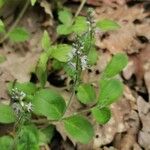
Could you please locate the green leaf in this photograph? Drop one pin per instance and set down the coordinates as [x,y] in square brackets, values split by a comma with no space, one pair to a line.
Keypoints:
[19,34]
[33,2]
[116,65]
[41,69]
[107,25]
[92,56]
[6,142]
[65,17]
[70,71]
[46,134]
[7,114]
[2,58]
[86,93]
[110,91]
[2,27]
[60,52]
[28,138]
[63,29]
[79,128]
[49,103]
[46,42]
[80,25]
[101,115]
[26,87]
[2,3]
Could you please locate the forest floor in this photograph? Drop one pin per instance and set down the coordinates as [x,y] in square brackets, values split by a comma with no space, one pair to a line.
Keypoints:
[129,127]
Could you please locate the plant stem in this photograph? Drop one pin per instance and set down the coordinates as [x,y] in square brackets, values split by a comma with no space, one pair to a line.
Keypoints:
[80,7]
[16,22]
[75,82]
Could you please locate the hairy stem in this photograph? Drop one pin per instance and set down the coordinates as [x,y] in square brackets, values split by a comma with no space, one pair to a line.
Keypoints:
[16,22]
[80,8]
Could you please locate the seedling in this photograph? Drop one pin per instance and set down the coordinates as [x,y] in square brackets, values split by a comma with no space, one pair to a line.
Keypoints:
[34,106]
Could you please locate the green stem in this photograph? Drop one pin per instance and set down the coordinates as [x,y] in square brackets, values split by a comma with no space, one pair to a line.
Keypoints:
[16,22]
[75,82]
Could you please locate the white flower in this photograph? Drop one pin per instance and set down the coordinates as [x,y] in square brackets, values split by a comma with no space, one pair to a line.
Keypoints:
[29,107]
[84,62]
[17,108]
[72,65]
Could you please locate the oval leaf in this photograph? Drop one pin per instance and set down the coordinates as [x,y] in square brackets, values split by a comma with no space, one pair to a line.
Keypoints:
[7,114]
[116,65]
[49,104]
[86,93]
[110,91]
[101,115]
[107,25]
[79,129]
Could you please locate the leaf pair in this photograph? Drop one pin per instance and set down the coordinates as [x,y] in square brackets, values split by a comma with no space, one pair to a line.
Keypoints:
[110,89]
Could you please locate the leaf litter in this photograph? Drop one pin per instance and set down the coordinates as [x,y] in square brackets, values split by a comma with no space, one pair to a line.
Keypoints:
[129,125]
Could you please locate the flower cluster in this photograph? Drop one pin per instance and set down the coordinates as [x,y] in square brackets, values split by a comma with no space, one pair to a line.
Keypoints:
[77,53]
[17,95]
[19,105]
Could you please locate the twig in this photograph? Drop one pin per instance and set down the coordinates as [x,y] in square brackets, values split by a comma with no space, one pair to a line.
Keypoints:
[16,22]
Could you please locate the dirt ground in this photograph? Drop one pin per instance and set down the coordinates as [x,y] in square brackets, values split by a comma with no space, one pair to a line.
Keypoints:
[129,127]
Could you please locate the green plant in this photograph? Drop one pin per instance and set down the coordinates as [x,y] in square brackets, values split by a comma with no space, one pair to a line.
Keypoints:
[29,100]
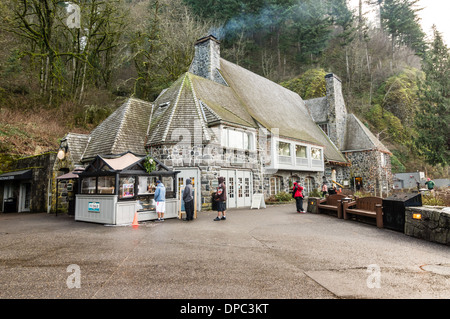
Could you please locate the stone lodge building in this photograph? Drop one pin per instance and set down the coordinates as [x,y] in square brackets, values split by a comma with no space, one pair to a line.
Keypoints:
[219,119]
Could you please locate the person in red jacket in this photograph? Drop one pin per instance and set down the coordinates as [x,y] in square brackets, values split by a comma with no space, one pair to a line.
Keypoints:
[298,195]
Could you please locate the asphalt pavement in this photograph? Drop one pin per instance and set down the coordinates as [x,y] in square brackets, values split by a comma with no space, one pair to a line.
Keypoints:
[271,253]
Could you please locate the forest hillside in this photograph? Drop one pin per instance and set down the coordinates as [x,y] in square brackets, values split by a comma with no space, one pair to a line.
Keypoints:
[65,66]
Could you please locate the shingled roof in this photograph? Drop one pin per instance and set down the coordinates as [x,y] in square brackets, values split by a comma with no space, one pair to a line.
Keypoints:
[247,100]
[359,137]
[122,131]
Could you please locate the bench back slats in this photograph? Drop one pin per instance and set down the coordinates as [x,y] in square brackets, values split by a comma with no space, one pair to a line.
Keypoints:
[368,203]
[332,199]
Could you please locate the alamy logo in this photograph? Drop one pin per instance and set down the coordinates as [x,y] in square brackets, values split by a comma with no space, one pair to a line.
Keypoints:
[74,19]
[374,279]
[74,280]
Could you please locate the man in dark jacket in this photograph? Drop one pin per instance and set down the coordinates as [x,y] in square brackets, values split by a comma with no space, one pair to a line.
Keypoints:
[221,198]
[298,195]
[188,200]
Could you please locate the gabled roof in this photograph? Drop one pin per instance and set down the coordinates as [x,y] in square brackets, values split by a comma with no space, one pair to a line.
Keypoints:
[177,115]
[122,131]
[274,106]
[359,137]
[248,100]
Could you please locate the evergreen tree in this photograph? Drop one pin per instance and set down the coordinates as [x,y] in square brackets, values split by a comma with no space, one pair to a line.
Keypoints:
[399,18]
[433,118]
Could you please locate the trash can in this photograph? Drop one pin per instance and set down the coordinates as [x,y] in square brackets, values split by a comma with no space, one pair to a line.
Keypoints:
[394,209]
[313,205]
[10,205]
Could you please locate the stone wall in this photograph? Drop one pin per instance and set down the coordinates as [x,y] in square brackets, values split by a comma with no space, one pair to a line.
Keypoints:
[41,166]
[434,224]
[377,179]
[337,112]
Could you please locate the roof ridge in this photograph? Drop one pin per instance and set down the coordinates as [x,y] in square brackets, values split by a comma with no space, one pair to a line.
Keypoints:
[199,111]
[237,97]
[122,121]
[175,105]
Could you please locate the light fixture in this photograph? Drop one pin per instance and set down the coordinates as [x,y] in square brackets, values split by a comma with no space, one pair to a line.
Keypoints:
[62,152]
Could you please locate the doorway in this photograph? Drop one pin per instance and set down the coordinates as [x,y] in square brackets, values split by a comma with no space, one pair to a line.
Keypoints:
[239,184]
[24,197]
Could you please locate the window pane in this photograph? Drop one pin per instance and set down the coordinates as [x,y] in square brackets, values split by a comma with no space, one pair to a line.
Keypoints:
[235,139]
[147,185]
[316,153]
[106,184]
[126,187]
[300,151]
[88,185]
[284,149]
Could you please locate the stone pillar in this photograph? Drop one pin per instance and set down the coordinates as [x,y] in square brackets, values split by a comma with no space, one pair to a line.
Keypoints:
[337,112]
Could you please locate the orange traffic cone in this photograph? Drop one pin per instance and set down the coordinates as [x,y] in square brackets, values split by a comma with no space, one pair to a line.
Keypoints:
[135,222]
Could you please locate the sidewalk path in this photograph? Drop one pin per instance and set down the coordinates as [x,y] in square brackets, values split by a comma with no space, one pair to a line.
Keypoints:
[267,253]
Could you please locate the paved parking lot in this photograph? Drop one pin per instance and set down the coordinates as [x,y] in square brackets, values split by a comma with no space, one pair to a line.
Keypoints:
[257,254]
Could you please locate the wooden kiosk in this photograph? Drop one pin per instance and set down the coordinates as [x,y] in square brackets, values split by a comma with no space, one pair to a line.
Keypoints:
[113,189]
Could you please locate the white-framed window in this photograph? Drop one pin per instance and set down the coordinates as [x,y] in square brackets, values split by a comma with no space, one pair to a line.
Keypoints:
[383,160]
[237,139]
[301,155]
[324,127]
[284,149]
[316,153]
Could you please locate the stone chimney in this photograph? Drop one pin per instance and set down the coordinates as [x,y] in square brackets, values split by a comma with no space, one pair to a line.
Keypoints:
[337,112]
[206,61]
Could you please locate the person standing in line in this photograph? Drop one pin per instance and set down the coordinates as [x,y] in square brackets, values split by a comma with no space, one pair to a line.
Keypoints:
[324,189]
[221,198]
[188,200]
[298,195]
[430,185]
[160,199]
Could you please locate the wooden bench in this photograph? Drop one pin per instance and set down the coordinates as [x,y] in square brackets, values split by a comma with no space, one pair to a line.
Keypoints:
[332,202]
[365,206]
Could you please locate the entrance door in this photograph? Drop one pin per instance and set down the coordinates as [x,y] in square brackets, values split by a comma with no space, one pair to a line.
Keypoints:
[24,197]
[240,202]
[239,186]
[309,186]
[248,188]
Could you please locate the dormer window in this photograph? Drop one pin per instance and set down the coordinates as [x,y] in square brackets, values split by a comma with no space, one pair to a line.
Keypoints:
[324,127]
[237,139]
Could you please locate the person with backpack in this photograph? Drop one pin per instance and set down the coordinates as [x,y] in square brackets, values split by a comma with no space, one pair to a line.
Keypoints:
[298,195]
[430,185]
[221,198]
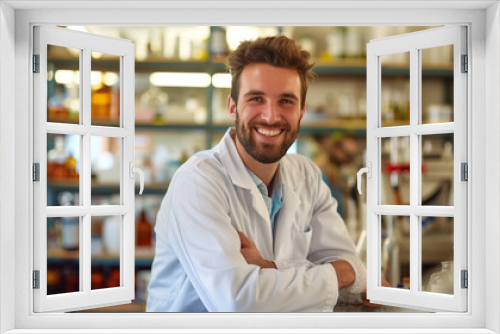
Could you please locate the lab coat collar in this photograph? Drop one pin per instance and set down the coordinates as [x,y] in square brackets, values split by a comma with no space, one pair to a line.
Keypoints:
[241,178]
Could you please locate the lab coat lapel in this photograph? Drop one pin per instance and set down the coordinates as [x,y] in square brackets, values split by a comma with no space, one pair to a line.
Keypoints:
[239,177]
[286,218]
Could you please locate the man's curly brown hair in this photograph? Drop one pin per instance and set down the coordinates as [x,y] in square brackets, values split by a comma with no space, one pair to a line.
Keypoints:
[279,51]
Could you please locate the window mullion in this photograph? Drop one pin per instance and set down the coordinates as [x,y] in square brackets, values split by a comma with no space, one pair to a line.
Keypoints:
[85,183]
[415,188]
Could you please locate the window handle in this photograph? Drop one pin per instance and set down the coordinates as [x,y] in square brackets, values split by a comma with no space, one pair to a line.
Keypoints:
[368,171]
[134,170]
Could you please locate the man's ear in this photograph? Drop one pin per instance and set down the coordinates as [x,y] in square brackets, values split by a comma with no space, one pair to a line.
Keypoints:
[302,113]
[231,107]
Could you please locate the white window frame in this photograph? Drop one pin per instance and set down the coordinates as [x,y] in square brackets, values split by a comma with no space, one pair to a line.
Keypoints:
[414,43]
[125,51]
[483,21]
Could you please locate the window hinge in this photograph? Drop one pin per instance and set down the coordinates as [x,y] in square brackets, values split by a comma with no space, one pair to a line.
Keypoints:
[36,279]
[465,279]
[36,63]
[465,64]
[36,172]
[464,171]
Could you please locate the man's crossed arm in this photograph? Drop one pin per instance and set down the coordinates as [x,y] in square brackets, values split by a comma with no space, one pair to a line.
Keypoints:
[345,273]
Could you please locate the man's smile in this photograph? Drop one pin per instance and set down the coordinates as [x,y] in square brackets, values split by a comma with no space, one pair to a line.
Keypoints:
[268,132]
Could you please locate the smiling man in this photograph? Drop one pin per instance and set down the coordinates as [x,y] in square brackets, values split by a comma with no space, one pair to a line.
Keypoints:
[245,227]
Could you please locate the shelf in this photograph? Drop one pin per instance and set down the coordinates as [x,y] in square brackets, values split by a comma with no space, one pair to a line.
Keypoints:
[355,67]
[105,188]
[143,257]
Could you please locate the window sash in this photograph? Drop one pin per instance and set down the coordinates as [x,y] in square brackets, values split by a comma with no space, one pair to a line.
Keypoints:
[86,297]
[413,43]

━━━

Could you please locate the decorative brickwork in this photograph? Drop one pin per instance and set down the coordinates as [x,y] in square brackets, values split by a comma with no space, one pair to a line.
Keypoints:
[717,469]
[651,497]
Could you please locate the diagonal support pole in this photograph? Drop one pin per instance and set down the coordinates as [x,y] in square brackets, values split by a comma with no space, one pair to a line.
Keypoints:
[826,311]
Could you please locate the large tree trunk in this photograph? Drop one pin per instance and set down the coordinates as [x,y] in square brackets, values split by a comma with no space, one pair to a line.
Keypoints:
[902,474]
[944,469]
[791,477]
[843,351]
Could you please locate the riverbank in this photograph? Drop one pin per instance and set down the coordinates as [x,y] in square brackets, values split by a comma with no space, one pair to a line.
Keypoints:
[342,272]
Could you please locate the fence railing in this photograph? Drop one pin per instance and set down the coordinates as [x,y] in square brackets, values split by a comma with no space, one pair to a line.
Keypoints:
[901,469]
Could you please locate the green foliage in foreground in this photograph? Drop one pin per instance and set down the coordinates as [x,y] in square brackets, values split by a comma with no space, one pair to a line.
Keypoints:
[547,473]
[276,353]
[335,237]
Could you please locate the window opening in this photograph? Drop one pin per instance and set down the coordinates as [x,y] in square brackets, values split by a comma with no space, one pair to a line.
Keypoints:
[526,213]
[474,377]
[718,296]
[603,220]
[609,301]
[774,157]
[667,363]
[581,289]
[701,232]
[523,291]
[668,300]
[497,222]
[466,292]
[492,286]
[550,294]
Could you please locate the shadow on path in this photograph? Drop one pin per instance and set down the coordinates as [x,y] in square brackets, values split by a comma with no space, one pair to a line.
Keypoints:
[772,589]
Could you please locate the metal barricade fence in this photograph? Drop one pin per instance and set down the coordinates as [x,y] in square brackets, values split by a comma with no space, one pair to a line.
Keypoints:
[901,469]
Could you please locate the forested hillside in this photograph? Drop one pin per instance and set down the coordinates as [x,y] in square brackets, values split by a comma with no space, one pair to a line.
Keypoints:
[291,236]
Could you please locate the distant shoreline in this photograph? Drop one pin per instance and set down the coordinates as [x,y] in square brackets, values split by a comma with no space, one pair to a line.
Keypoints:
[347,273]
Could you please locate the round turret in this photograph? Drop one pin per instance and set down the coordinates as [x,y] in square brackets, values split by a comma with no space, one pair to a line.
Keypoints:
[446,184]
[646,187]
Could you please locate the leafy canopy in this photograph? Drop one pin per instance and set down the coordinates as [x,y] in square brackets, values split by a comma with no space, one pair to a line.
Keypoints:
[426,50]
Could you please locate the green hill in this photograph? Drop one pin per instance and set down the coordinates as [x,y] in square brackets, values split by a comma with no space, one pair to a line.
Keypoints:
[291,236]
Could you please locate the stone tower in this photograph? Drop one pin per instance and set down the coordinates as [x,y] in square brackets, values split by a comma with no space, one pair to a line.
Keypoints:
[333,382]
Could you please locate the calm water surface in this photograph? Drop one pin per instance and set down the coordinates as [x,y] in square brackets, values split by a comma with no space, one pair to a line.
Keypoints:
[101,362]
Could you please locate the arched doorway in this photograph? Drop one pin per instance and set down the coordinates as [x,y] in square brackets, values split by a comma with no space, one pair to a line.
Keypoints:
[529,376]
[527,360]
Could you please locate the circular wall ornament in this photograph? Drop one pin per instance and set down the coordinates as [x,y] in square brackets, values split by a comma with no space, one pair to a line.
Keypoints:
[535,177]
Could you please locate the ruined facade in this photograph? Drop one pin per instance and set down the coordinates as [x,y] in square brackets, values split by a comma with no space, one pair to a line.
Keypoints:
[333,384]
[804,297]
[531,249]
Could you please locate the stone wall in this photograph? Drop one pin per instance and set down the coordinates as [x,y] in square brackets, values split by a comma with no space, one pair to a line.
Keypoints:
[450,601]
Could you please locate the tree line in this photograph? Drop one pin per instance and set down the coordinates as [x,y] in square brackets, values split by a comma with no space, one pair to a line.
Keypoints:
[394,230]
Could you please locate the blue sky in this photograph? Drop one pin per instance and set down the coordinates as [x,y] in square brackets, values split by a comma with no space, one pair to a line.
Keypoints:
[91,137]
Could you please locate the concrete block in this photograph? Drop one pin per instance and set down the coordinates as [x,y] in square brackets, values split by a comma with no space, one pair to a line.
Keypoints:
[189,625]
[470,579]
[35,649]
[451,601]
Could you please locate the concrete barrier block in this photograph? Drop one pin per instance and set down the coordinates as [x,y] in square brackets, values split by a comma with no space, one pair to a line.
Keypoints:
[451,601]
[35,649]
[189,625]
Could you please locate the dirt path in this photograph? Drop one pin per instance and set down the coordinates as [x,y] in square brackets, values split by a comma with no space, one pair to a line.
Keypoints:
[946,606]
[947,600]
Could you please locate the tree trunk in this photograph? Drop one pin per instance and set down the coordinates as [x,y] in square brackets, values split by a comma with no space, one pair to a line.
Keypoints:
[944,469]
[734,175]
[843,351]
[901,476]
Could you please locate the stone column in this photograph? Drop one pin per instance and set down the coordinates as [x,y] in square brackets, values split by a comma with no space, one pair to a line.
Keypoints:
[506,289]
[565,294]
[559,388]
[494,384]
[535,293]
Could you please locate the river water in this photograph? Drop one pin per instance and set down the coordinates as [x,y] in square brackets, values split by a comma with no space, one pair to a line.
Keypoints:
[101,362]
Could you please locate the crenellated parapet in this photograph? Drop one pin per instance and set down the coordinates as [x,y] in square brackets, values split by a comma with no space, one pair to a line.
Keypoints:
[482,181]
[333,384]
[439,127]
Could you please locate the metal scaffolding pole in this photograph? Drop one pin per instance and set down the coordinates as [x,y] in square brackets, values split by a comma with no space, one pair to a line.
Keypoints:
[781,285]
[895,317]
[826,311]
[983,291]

━━━

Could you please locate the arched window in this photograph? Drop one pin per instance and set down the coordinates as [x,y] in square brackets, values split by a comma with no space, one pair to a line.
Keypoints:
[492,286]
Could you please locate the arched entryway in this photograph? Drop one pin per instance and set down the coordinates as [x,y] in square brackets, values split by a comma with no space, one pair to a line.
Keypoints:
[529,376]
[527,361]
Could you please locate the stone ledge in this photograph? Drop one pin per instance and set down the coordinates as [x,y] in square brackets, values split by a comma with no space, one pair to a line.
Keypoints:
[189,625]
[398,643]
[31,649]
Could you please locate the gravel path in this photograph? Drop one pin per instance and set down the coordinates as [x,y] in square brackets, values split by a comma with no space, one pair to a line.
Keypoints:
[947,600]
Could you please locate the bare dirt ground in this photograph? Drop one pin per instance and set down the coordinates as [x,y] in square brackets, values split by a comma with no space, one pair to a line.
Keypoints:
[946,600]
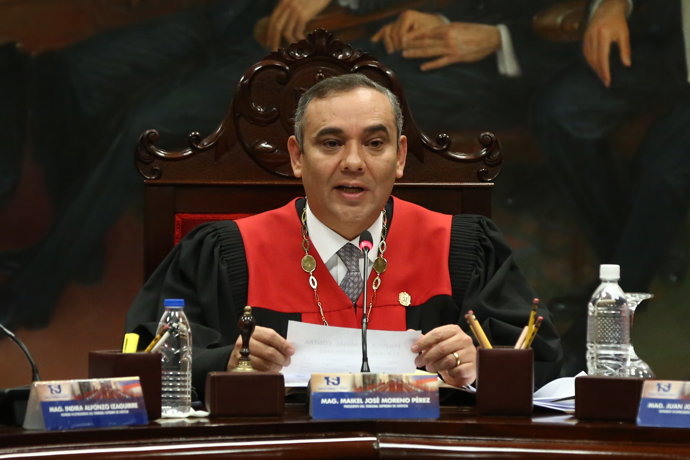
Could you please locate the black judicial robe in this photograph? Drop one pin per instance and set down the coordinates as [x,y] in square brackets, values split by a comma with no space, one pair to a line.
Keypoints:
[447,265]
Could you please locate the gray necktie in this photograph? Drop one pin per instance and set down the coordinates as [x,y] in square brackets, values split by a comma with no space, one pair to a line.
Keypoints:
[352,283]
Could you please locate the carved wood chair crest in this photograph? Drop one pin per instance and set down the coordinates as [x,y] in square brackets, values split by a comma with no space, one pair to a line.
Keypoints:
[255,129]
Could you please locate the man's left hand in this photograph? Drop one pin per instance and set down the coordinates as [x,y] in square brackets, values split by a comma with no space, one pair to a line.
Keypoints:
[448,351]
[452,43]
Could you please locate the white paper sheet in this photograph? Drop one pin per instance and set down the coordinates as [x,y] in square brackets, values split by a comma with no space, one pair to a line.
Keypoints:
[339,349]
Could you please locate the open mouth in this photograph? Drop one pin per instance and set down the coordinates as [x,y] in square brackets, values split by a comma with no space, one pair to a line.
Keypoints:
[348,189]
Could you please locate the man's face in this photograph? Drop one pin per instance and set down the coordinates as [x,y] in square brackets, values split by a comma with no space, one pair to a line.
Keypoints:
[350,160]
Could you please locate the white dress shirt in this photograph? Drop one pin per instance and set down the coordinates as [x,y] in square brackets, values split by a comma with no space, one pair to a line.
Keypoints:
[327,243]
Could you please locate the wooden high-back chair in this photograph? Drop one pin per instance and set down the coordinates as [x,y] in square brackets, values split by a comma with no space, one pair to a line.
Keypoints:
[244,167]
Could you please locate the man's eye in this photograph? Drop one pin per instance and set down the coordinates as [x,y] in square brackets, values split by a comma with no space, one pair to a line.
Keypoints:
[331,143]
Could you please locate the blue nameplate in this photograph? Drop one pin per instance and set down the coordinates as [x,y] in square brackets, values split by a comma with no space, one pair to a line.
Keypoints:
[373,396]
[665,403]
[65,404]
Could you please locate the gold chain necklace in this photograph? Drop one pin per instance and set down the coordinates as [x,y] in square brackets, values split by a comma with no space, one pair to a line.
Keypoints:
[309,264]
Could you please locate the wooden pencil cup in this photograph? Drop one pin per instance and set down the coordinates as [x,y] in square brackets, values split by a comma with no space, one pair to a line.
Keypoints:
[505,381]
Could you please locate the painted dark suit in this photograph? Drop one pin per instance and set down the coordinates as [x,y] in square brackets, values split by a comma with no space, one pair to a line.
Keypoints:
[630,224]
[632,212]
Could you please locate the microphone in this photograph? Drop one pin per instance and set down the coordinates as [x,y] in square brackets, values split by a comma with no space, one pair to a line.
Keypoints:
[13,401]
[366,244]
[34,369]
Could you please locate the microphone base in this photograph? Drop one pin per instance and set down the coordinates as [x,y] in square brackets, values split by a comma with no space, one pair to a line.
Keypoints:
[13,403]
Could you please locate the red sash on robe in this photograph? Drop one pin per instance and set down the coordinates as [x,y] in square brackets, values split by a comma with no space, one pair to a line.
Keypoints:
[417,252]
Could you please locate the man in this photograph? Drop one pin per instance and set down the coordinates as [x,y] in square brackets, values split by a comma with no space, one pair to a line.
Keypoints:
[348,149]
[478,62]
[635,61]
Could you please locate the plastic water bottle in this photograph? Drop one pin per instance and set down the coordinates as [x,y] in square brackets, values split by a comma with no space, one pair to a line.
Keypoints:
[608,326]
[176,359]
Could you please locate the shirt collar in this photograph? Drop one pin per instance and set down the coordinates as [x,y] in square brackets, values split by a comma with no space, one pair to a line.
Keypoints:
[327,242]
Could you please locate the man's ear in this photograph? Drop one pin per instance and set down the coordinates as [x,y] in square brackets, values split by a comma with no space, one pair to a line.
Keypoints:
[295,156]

━━━

» **WHAT YOU HAVE TO DO**
Only lines holding the word "sash" are wanted, so copy each of them from the records above.

» **RESPONSE**
Could you please locate the window sash in this photograph? Drop one pin per instance and set down the coordinates as [x,y] in square brackets, values split by a comma with no space, one pair to a line.
Could you please locate the red sash on robe in this photograph? Drop one pin per instance and set down the coordinates as [x,y] in square brackets, values split by a comma with no space, one pair to a line.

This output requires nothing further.